*Problema scritto A:*
Nel testo sulla mostra in galleria, con quale materiale è costruita la fisarmonica?

++++ Testo estratto

In galleria l’atmosfera è quasi del tutto oscurata. Il video
Ondine’s Curse, proiettato su un’intera parete, fa da raccordo visivo ai pochi, selezionati oggetti
scenici esposti per la mostra; oggetti d’indole artigiana e inedita, utilizzati per e durante le riprese del lungometraggio. L’atmosfera della stanza, dunque, è tagliata da pochi spot luminosi che compongono l’intera aria magica e melodica di
Hyperbaric-Hypobaric preview (a tratti risuona il
Di Misera Regina di Monteverdi).
Le sorgenti luminose, distanziate le une dalle altre, si concentrano su alcuni manufatti; tramiti traslucidi, rimandi acquei e vettori risplendenti che narrano delicati raccordi e raffinate interpretazioni sulla maledizione dell’ondina, rivisitata dall’arte narrativa di Lincoln. Nell’ordine, emergono dal buio: una fisarmonica costruita con resine trasparenti (forse per amplificarne gli attributi timbrici), una bussola con strani punti di rotta e una misteriosa vetrinetta specchiante.
Le immagini del video, accompagnamento e traccia di un viaggio fanta-storico -a tratti compare un progettista di scafandri realmente esistito-, ripercorrono la tristezza di una ninfa. Una donna dal copricapo teriomorfo, alle prese con l’eco della propria voce, sparsa per antri e rigagnoli carsici, paesaggi che scorrono in pellicola, allargando gli spazi in galleria.
Vengono così a fondersi e a ricrearsi, tra realtà e finzione, due sguardi paralleli. Due binari visivi che investono i residui subliminali e mitologici della tridimensione, con un canto senza coro, una lirica senza orchestre, oggi forse troppo dimenticata.

++++++++

*Problema scritto B:*
Rinomina "utility pole" in "power pole" nei record, dalla riga che contiene "pin: side mirror" fino all'ultima riga dei record, entrambe comprese. Riscrivi solo quelle righe e lascia invariato tutto il resto.

++++ Voci del dataset

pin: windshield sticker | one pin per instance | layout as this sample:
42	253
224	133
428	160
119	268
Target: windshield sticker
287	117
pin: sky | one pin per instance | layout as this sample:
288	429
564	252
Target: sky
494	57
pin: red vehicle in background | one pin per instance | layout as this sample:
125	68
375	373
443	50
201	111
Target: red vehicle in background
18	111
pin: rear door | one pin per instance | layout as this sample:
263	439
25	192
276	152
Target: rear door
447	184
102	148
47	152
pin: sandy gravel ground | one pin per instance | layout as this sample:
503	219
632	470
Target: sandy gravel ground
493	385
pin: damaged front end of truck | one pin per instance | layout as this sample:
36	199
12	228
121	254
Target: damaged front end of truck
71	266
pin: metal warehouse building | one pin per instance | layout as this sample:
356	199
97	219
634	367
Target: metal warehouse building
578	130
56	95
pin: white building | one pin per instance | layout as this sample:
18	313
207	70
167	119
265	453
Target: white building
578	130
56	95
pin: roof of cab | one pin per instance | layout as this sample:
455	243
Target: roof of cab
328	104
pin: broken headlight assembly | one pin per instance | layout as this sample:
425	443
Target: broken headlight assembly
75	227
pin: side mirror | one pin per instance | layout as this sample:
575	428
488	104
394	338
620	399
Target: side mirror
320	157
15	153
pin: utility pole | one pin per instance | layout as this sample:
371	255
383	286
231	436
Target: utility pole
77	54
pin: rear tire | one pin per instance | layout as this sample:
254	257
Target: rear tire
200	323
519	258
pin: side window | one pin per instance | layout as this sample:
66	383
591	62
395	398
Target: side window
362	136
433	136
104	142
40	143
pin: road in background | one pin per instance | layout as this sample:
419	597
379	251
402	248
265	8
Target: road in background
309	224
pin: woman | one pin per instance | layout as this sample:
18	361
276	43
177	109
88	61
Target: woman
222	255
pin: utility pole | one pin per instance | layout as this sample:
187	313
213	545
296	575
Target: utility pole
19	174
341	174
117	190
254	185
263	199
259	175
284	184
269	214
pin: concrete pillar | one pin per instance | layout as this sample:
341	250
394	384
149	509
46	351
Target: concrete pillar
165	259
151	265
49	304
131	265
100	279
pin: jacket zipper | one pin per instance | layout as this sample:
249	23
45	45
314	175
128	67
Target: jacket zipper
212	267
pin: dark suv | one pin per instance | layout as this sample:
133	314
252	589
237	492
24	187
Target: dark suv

++++++++

*Risposta corretta A:*
Con resine trasparenti.

*Risposta corretta B:*
pin: side mirror | one pin per instance | layout as this sample:
575	428
488	104
394	338
620	399
Target: side mirror
320	157
15	153
pin: power pole | one pin per instance | layout as this sample:
371	255
383	286
231	436
Target: power pole
77	54
pin: rear tire | one pin per instance | layout as this sample:
254	257
Target: rear tire
200	323
519	258
pin: side window | one pin per instance | layout as this sample:
66	383
591	62
395	398
Target: side window
362	136
433	136
104	142
40	143
pin: road in background | one pin per instance | layout as this sample:
419	597
379	251
402	248
265	8
Target: road in background
309	224
pin: woman | one pin per instance | layout as this sample:
18	361
276	43
177	109
88	61
Target: woman
222	255
pin: power pole | one pin per instance | layout as this sample:
187	313
213	545
296	575
Target: power pole
19	174
341	174
117	190
254	185
263	199
259	175
284	184
269	214
pin: concrete pillar | one pin per instance | layout as this sample:
341	250
394	384
149	509
46	351
Target: concrete pillar
165	259
151	265
49	304
131	265
100	279
pin: jacket zipper | one pin per instance | layout as this sample:
249	23
45	45
314	175
128	67
Target: jacket zipper
212	267
pin: dark suv | one pin per instance | layout as this sample:
133	314
252	589
237	492
24	187
Target: dark suv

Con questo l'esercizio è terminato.